/---

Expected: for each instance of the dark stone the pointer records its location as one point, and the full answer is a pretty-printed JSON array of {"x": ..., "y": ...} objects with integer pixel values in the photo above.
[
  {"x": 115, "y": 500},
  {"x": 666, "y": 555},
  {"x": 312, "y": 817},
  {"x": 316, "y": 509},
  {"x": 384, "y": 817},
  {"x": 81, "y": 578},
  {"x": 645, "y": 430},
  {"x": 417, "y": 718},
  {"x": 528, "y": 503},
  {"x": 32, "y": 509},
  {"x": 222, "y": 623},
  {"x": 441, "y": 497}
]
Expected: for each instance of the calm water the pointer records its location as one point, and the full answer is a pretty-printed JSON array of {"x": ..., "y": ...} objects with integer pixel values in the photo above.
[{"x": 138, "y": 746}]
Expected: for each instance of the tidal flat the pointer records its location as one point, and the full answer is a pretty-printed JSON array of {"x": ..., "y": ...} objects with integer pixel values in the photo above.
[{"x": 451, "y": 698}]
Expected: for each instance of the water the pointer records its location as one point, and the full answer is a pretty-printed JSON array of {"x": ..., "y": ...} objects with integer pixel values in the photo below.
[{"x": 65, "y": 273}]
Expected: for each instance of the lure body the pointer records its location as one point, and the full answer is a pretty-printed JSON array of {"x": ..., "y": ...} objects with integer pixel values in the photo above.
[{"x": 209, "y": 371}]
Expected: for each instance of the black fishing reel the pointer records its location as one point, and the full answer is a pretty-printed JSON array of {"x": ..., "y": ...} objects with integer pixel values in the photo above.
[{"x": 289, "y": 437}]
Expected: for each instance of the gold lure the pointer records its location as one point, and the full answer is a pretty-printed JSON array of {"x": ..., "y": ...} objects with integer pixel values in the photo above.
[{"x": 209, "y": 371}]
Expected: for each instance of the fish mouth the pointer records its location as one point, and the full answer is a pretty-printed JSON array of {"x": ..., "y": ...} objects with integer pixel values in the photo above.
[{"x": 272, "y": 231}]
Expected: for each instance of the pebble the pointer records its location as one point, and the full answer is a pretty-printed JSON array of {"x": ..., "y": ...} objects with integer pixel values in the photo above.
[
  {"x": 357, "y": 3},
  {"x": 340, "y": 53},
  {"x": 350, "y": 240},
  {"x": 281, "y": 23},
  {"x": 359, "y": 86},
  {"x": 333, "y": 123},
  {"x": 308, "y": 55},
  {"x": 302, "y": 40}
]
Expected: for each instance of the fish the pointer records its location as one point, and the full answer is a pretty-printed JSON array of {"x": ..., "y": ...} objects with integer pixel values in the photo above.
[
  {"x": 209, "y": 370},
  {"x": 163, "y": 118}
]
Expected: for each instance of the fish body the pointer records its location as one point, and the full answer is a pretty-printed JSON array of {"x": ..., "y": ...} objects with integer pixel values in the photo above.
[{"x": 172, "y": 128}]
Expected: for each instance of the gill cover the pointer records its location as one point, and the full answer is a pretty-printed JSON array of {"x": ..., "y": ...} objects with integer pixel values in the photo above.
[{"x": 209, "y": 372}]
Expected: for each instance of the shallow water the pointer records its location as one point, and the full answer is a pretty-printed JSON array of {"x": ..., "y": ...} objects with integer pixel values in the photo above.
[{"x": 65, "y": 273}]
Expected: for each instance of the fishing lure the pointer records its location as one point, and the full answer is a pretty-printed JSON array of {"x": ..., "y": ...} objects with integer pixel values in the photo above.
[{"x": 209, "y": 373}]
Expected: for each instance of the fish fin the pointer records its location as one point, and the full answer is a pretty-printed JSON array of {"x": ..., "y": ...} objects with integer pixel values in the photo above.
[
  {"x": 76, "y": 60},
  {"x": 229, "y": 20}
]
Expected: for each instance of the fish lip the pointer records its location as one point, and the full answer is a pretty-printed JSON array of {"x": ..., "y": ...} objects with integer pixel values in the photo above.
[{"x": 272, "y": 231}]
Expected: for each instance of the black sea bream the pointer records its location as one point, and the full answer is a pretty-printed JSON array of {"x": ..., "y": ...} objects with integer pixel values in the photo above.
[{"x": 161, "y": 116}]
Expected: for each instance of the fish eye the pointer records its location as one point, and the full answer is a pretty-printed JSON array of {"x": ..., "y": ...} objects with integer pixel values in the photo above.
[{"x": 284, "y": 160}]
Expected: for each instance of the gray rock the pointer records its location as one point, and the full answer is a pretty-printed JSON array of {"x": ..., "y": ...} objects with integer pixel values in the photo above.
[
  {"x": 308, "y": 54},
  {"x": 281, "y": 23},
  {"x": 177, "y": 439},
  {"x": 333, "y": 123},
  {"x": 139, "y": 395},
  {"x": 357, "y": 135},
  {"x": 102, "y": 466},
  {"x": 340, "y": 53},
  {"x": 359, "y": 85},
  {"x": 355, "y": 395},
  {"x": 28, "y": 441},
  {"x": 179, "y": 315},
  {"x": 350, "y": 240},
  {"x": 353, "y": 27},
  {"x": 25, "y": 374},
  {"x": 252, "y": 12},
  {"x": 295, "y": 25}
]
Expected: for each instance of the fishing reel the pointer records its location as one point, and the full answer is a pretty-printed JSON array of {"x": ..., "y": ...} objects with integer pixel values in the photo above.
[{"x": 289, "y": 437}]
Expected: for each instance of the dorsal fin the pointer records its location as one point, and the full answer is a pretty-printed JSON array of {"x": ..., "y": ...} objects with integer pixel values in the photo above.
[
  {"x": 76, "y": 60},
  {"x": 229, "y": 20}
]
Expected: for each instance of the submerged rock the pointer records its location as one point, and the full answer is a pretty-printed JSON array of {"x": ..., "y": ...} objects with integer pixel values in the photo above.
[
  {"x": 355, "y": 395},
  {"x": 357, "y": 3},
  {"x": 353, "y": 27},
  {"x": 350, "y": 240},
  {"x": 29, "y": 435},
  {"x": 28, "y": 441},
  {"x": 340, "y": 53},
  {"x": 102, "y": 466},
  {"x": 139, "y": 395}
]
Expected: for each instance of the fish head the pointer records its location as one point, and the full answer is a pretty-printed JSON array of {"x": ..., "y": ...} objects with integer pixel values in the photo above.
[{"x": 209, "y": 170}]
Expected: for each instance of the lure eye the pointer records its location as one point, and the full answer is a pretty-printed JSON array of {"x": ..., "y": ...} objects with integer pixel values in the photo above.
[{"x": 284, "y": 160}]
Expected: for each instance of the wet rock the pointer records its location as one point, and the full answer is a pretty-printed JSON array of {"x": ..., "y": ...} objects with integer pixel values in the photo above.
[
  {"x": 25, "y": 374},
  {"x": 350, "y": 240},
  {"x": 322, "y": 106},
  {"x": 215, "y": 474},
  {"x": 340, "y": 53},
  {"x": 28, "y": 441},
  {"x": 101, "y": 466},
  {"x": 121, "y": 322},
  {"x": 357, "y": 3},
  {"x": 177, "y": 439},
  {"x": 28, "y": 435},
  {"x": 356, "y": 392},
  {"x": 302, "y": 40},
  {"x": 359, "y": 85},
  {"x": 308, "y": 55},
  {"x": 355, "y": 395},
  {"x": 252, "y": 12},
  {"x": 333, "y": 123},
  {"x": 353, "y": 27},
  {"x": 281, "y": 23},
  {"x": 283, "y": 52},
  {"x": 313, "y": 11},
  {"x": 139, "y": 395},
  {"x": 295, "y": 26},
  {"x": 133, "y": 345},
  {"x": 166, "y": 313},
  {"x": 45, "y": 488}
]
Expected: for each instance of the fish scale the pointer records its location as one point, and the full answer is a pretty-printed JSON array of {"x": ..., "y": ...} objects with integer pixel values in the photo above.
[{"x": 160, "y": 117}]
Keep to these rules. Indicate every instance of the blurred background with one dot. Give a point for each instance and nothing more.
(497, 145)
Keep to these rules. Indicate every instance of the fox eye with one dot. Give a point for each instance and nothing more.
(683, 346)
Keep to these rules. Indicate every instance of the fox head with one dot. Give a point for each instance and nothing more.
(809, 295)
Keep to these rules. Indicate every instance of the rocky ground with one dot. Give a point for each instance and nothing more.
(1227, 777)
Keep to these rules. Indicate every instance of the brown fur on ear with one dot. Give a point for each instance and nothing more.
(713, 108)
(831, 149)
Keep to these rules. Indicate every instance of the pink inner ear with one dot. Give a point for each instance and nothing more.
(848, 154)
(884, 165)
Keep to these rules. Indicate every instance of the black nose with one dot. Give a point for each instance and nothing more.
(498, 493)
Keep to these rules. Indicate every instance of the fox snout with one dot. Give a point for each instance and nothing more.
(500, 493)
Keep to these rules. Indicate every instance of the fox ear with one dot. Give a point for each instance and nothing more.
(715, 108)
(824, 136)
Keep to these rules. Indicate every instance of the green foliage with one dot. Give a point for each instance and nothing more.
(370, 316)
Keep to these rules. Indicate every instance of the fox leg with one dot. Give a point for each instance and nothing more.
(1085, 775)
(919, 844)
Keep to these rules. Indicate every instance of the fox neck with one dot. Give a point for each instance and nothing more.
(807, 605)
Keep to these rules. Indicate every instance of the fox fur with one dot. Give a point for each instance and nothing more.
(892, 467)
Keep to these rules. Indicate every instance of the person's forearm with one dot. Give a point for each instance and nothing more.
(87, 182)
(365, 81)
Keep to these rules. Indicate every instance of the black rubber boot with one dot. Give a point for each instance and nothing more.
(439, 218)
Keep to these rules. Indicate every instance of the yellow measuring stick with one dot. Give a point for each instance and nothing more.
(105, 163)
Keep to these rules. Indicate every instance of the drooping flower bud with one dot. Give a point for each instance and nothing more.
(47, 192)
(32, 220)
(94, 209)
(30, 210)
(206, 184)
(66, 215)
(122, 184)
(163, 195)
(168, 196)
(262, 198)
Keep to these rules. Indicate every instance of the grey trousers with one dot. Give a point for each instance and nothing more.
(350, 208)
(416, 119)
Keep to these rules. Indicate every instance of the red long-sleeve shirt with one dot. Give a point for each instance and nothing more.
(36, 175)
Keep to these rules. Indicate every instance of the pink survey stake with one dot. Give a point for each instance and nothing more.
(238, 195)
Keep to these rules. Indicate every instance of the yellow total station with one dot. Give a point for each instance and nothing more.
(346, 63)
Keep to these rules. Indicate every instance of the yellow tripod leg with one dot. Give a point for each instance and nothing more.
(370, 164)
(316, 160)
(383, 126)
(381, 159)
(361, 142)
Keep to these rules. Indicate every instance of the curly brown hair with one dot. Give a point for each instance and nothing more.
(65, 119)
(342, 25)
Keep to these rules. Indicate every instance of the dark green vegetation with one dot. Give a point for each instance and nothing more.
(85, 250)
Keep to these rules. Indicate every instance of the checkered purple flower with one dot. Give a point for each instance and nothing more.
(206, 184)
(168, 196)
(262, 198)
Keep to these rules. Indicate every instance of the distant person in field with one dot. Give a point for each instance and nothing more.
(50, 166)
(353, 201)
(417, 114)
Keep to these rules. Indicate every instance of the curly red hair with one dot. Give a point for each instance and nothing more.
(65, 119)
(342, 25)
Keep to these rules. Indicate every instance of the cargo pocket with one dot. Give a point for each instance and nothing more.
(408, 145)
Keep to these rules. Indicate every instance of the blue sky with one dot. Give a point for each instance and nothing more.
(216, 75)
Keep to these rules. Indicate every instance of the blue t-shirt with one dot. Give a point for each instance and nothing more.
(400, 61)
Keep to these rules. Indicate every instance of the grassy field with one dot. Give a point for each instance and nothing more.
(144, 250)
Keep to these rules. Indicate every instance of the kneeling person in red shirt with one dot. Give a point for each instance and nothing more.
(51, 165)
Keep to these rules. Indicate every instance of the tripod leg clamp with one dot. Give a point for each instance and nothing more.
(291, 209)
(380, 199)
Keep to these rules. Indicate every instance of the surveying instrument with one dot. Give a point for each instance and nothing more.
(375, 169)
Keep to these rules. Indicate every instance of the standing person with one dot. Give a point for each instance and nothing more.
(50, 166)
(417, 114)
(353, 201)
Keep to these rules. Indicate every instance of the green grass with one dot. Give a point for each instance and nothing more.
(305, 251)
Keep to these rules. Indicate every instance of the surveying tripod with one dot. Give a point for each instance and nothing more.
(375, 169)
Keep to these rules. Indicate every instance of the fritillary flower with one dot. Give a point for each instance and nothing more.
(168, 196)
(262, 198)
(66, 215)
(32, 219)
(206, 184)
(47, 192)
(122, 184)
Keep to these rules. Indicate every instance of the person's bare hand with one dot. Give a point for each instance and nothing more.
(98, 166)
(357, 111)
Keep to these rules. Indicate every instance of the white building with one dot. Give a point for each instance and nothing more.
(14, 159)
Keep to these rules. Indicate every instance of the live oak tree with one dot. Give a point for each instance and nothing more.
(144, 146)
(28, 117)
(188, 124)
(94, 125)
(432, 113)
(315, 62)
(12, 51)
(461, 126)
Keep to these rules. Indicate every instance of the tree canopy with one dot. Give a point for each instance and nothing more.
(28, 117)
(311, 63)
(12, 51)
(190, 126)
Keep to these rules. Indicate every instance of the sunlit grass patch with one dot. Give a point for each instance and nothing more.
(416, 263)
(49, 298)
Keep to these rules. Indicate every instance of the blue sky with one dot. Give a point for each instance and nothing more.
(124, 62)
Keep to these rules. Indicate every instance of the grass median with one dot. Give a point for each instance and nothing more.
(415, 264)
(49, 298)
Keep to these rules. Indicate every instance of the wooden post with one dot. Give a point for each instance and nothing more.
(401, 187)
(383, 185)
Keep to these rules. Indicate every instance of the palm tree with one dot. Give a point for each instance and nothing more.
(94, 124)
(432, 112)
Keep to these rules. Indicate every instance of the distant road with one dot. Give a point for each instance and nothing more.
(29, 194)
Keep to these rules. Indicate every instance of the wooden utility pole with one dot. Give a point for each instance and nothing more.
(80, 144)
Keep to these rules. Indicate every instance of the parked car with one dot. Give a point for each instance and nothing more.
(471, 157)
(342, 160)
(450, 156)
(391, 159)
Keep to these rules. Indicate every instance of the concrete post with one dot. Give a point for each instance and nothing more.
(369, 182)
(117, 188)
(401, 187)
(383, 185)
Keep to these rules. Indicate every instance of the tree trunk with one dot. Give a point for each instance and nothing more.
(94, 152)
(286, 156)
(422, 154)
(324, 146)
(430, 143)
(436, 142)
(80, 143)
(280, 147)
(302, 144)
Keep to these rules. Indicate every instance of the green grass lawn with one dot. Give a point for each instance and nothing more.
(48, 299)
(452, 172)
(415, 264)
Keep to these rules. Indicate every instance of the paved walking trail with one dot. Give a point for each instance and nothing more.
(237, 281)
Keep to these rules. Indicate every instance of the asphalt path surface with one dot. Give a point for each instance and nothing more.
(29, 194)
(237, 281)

\---

Can you quote exactly the lines from the one containing "Keep to these rules. Indicate every instance of the asphalt" through the last line of the records above, and nothing else?

COMPLETED EXERCISE:
Keep to these rules. Indicate every instance of the asphalt path surface with one dot. Give a point for each instance and nothing more.
(29, 194)
(237, 281)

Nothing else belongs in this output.